# [Actions to take]
• a. Decide whether each statement agrees with the climate article, answering yes or no and quoting the words that decide it: (i) Schoolchildren around the world took to the streets on September 20. (ii) The article credits Adam Smith with discovering that economic actions carry externalities. (iii) The remarks on the irony of activists using technological artefacts were made as a reproach.
• b. Render this sentence from the climate article in Spanish: "The public interest, in other words, is invariably served through the relentless pursuit of private profit."
• c. In the climate article, what is the actionable agenda currently focused on?

# [Excerpted passage]
-- -- --
Come down to earth

Sukumar Muralidharan | Updated on September 27, 2019

Don’t miss the message: Sixteen year-old Swedish climate activist Greta Thunberg at the Global Climate Strike in lower Manhattan in New York   -  REUTERS/LUCAS JACKSON

Disrupting embedded channels of finance may be the first step towards mending a global economy that is hurtling towards climate chaos

In scathing reproach of adult generations past and present, schoolkids the world over mobilised on the streets on September 20, demanding action on the global climate emergency. Influential elder voices embraced the compelling moral message, admitting to their profligacy, addiction to waste and inattention to the consequences that they would leave for future generations to remedy.

There were some, notably from the US right wing, who scoffed. Others commented on the irony of climate change activism using as props the very same technological artefacts identified as the root of the problem. This was said not in reproach, but in recognition of the arduous pathway ahead in mitigating and reversing the multiple impacts of climate change. The actionable agenda currently is focused on fossil fuels and greening the Earth’s surface. But the task will remain unaccomplished without deep transformative changes in land-use patterns, agriculture and dietary habits.

Within accepted paradigms of thinking, the transition is viewed as a business opportunity. Limitless profit possibilities are seen in harvesting energy from renewable sources and developing viable modes of electric transportation. This manner of thinking shows all the infirmities of the economic models that created the crisis in the first place: The easy assumption that private profit is readily translated into social good.

There is an axiom ostensibly handed down from 18th-century Scottish economist and philosopher Adam Smith’s time that the freedom to do business is fundamental for social progress. The public interest, in other words, is invariably served through the relentless pursuit of private profit.

Almost a century-and-a-half after Smith came the Cambridge economist AC Pigou’s discovery that every private economic action has some manner of “externalities” attached to it. The market economy, working through the price mechanism, may not convey the right signal about the true costs attached to private economic activity.
-- -- --
# [Records shown]
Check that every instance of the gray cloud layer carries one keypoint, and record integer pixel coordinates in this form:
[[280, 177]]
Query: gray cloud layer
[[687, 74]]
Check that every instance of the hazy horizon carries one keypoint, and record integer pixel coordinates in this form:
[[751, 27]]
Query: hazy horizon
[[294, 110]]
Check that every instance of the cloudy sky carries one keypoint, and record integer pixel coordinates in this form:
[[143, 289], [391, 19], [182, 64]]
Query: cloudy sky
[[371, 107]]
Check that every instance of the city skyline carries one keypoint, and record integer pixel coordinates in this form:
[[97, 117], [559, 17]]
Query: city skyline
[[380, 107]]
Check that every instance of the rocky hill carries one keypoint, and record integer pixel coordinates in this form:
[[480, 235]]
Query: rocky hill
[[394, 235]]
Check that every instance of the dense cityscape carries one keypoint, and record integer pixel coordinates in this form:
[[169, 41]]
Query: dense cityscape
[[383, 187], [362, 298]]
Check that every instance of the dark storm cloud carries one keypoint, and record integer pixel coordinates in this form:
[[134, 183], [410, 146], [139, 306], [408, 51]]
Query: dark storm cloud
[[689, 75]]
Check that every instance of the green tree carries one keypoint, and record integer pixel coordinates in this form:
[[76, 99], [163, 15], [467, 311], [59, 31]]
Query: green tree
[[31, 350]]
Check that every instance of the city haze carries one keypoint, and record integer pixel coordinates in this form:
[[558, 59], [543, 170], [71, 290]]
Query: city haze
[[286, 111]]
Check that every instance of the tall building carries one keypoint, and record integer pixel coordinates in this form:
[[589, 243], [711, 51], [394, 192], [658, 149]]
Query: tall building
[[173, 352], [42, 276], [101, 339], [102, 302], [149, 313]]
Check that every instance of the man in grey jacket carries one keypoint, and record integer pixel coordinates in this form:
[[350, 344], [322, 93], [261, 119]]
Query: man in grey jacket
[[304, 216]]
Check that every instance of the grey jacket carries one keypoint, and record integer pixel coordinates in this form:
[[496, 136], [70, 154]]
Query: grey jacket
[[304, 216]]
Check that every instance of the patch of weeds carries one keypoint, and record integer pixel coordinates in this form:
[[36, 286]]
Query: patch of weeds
-- -- --
# [Outputs by task]
• a.
(i) Yes: "schoolkids the world over mobilised on the streets on September 20"
(ii) No: "the Cambridge economist AC Pigou’s discovery that every private economic action has some manner of “externalities” attached to it"
(iii) No: "This was said not in reproach, but in recognition of the arduous pathway ahead"

• b. El interés público, en otras palabras, se sirve invariablemente mediante la búsqueda implacable del beneficio privado.

• c. Fossil fuels and greening the Earth's surface.